Object pointing dataset rows:
--------------------------------------------------

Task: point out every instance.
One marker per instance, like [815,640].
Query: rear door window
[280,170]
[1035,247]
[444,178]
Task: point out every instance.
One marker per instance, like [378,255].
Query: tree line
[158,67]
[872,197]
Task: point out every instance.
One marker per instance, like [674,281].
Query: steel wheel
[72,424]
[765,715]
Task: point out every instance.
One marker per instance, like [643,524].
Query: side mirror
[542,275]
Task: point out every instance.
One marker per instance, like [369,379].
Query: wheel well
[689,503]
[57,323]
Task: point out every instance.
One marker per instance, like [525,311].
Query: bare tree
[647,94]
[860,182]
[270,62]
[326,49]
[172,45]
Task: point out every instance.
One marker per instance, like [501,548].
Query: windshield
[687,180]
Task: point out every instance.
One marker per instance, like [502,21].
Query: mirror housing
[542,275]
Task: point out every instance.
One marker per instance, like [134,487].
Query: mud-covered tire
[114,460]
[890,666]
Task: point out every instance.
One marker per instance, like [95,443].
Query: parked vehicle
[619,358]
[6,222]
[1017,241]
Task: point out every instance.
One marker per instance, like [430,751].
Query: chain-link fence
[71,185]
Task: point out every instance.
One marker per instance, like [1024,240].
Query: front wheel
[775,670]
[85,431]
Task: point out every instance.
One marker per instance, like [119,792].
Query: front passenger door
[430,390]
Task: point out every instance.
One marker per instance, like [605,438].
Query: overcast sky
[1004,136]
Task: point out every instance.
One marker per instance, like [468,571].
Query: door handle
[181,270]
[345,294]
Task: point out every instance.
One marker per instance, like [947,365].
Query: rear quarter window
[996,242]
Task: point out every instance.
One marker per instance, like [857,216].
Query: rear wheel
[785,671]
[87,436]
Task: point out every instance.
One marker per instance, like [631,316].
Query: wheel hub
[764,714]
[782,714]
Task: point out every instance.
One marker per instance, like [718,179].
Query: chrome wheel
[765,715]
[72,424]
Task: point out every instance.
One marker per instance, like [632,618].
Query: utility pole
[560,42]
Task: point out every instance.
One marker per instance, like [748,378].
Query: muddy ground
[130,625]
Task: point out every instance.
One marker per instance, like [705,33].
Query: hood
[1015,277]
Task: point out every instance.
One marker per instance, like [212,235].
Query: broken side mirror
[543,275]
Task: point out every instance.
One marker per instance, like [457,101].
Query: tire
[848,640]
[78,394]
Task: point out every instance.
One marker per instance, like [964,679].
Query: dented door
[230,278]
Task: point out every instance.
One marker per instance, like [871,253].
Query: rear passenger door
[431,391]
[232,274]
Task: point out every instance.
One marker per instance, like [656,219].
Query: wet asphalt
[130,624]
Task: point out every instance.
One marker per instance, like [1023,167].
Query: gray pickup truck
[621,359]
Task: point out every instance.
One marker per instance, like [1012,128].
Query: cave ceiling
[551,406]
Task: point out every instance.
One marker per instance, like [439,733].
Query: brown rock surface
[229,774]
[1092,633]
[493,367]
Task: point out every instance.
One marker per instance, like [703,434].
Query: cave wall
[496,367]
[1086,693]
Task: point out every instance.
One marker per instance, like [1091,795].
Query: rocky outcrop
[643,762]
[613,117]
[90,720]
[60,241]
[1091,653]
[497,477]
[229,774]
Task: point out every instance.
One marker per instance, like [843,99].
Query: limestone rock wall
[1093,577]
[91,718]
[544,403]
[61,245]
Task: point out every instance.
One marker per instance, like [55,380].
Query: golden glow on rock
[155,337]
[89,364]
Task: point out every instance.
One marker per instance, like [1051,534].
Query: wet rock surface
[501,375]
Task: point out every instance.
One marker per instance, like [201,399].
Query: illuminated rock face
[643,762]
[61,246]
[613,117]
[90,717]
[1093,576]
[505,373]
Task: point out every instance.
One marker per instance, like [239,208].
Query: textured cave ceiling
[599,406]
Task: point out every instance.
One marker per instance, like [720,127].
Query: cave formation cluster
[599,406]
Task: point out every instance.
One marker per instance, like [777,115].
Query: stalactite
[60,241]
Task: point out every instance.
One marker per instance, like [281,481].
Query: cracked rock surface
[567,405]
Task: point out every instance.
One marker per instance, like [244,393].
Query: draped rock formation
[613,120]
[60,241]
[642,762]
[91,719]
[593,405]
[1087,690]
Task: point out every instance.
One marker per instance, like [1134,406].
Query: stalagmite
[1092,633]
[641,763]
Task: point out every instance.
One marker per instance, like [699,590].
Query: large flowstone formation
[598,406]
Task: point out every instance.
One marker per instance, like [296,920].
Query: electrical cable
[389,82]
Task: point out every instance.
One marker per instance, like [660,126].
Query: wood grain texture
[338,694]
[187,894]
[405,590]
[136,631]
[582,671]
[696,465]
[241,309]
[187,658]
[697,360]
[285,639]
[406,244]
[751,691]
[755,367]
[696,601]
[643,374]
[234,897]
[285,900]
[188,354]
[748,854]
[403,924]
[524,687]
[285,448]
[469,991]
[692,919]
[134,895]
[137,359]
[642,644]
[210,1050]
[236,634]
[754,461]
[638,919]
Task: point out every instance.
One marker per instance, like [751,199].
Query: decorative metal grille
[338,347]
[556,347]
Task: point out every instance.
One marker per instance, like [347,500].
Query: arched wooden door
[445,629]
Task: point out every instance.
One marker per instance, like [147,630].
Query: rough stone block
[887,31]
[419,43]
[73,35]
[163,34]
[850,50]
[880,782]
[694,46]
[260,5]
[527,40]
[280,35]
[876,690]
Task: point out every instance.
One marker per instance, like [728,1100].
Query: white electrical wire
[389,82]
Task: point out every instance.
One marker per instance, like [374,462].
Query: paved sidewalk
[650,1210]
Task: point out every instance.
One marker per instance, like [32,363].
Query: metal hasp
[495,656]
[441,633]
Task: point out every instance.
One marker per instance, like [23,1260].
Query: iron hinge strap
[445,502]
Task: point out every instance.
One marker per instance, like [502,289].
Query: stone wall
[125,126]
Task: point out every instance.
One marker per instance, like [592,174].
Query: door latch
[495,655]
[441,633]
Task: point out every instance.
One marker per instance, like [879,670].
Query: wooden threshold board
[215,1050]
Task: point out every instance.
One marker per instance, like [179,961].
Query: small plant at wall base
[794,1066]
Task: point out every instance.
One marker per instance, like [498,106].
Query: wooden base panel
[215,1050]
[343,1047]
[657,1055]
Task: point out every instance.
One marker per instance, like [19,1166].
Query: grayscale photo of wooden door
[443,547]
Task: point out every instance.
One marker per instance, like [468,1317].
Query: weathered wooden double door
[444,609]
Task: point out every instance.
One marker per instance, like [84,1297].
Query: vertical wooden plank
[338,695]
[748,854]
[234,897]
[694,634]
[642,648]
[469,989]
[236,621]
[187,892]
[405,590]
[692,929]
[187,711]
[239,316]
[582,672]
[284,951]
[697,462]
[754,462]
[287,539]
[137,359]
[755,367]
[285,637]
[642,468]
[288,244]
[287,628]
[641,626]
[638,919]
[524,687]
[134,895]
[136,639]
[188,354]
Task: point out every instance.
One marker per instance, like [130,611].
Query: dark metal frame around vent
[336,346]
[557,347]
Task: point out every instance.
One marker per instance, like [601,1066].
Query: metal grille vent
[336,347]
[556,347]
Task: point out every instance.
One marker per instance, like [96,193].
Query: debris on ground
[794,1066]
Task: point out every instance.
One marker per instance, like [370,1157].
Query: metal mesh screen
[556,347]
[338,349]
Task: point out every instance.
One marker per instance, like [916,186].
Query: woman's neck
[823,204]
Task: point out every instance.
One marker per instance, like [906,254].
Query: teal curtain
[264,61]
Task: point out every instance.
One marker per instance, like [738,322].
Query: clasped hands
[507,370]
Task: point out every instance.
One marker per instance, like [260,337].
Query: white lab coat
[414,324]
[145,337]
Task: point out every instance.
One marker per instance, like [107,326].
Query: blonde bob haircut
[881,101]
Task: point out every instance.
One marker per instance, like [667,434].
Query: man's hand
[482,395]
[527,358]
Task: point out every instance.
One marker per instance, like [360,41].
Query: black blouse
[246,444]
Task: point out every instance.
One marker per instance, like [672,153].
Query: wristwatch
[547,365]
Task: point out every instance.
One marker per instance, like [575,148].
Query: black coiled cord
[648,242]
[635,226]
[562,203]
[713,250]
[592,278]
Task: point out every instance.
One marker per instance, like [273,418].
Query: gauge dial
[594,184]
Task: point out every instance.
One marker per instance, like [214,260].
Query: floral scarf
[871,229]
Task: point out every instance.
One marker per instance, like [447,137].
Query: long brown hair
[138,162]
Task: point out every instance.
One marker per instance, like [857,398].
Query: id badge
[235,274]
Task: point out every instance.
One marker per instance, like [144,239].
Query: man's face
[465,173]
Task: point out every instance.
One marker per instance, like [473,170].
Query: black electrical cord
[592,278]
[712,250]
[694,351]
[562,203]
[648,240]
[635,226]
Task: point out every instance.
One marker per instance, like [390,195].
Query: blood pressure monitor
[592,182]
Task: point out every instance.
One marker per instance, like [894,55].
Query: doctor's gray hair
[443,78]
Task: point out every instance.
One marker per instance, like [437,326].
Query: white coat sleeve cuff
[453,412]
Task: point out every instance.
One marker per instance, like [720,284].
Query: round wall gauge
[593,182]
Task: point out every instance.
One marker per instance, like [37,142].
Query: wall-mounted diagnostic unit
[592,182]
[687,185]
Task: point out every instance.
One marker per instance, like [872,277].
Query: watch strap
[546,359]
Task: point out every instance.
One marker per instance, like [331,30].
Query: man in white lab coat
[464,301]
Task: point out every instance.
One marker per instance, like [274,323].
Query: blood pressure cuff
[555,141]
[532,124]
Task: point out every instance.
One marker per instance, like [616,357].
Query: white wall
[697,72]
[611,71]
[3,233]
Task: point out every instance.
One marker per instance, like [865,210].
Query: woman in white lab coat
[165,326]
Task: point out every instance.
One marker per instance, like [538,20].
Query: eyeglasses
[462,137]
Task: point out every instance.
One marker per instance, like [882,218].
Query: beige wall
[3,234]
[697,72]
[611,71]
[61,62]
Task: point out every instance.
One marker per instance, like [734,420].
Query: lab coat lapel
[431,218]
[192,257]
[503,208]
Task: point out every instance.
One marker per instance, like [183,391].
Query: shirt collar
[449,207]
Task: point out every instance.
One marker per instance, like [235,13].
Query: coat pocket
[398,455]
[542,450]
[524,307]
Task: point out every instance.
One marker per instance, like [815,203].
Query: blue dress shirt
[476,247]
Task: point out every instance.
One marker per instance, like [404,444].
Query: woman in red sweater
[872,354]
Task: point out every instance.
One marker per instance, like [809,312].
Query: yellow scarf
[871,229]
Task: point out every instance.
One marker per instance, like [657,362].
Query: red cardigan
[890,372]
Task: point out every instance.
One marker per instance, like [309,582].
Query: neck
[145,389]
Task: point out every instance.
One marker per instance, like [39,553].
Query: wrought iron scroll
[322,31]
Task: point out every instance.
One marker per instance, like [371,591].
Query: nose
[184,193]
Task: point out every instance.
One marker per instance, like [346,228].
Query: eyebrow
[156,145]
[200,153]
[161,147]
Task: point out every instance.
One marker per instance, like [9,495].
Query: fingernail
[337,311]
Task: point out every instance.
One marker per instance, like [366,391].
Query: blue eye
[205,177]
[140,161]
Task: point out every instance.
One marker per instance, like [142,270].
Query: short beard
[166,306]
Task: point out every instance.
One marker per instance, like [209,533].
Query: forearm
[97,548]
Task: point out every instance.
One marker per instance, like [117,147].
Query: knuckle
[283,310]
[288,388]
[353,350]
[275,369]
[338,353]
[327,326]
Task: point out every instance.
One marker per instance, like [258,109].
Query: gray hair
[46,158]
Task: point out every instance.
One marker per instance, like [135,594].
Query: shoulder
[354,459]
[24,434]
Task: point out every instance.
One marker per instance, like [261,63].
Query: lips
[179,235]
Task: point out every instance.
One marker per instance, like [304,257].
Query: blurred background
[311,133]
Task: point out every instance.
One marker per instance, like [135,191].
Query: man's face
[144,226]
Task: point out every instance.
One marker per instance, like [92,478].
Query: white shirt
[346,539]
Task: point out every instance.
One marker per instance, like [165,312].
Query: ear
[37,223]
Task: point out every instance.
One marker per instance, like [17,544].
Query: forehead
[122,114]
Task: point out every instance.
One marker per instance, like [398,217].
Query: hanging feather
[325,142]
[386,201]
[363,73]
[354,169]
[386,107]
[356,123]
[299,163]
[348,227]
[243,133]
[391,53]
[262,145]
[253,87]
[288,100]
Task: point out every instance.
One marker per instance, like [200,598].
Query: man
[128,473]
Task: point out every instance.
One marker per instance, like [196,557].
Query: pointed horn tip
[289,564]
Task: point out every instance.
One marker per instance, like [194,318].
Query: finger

--------------------------------------------------

▶ Problem statement: List every line in the records that contains the word "black". Count a line only if the capitalization matches.

▶ Task response:
Query: black blouse
Query: black coiled cord
Query: black electrical cord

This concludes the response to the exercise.